--- What is required ---
Rescale the entries beginning at the line that contains "Test yourself! Look at the image and find the green bush." and stopping after the line that contains "[84,213,160,238]". Write out every line in that span and nothing beyond it, with the text lines unchanged and each bounding-box coordinate multiplied by 1.7, then rounded to a whole number with halves rounded up.

--- Records supplied ---
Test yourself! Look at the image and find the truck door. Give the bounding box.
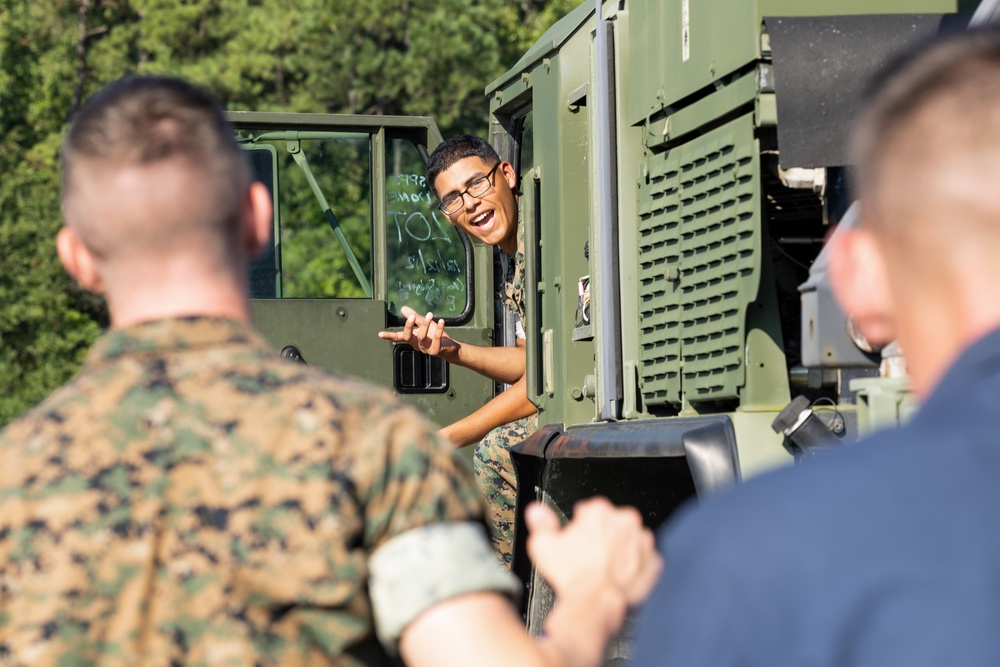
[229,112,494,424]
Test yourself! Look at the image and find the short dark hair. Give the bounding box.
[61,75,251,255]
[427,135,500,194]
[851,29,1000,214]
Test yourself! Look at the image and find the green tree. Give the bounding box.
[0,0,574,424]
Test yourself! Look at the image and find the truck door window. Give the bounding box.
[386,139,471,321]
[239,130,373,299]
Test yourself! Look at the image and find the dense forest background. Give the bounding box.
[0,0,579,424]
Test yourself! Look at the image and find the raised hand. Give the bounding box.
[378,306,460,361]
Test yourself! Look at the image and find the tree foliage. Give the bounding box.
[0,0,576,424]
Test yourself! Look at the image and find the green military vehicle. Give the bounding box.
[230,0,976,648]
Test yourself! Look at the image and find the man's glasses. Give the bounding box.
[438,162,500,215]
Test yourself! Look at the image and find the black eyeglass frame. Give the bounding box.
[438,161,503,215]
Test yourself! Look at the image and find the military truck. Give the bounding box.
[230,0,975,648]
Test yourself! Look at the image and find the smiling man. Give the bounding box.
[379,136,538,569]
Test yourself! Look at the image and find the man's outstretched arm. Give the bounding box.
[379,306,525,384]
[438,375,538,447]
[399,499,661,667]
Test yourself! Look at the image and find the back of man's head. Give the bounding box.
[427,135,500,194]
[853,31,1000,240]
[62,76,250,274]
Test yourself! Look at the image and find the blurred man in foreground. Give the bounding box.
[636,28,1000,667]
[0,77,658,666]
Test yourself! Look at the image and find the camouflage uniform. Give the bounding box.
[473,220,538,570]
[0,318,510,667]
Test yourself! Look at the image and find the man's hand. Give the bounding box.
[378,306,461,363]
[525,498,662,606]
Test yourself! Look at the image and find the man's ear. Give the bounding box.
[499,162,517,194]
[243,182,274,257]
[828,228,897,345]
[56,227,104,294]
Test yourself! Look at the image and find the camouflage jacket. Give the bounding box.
* * *
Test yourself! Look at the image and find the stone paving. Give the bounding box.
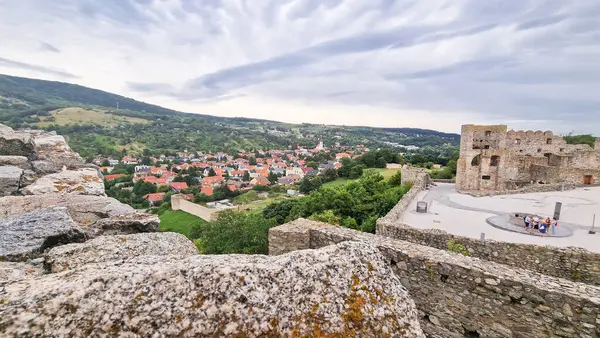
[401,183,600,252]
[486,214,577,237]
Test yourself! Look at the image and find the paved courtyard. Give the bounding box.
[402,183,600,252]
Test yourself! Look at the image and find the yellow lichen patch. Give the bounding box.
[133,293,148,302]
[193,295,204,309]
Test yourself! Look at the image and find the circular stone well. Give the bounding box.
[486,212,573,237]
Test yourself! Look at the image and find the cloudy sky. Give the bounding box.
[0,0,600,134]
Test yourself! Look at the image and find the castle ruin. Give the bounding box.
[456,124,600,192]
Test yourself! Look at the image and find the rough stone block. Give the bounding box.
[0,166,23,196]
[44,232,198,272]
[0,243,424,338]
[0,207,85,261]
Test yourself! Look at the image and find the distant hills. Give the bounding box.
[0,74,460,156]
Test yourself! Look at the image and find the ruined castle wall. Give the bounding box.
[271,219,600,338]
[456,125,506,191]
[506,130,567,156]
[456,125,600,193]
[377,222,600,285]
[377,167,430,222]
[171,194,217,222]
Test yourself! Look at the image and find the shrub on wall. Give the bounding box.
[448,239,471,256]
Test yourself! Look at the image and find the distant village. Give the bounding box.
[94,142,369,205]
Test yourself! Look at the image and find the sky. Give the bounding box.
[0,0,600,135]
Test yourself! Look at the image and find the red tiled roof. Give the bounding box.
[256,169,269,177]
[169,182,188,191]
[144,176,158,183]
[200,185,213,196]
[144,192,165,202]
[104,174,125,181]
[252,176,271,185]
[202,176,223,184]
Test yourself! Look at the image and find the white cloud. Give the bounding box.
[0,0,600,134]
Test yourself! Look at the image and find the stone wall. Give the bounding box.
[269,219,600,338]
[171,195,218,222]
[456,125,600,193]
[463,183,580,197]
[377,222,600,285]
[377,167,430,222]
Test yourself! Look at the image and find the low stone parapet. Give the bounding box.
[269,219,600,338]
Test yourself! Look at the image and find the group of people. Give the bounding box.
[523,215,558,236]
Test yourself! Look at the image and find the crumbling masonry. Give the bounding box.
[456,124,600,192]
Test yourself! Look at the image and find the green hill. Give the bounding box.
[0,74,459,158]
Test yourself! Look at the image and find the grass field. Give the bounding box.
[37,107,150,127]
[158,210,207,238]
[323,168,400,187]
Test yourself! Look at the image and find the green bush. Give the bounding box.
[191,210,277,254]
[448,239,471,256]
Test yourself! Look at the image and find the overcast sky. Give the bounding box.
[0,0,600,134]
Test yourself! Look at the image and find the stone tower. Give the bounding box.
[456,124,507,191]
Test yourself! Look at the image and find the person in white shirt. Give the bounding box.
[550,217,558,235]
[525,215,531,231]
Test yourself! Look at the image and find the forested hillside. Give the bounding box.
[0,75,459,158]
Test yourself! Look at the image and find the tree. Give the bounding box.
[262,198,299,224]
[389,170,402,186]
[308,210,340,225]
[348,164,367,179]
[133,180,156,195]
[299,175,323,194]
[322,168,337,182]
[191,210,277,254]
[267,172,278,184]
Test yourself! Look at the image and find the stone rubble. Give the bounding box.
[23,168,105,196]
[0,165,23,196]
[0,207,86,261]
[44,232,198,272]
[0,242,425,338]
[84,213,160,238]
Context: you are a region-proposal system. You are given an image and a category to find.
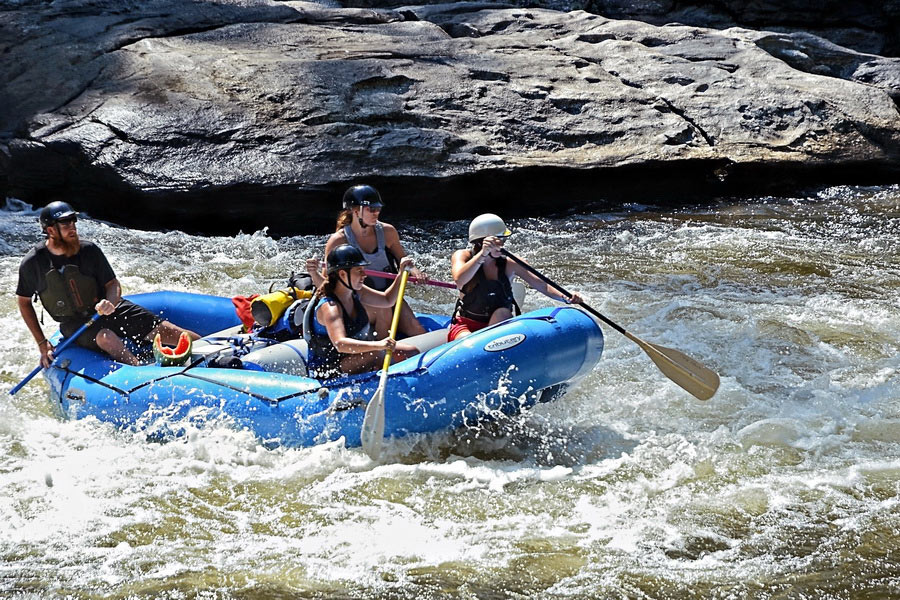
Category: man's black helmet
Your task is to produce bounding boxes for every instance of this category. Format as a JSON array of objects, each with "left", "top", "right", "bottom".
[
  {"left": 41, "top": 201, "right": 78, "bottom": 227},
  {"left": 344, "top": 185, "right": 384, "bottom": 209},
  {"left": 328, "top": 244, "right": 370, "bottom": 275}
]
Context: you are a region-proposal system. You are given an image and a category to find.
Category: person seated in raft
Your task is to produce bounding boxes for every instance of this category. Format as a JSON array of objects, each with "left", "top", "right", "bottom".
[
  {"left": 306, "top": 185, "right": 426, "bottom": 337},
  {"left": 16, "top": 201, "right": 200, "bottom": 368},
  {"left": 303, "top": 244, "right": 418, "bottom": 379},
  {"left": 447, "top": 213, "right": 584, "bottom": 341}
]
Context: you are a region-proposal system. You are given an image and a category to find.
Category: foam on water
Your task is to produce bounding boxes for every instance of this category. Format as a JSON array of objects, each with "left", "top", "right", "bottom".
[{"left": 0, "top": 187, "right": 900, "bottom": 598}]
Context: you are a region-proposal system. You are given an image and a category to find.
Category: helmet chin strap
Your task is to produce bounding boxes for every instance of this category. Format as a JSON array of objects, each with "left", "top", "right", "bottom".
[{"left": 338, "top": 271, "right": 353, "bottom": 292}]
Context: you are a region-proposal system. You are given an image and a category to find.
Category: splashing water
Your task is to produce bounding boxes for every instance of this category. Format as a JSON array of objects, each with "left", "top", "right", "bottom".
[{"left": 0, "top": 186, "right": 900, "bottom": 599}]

--- Exercise output ---
Test yourself! Look at the image and find the green bush. Give the bounding box.
[325,357,471,432]
[762,406,801,435]
Test yourself! Look at the image and find the overcast sky. Give the bounding box.
[0,0,1020,228]
Test yourself! Look at the image and find the stone tower. Give the bounding box.
[775,211,862,325]
Test yourself! Look at the image and find the person in white shirt. Give the bounding box.
[935,369,949,400]
[893,366,903,393]
Test yourself! Look at the image and find the forested hillside. Give the bounding box.
[0,128,780,269]
Test yourself! Look at the image and find the tree. Give the bounding box.
[445,337,508,381]
[661,289,683,316]
[524,357,578,383]
[592,279,624,304]
[226,306,265,332]
[508,298,549,330]
[547,286,573,309]
[325,357,471,432]
[454,292,473,313]
Test yourself! Look at the image and find the stone rubble. Give the bounding box.
[39,286,179,333]
[0,281,39,333]
[0,352,146,444]
[75,394,337,462]
[0,411,723,575]
[143,362,272,405]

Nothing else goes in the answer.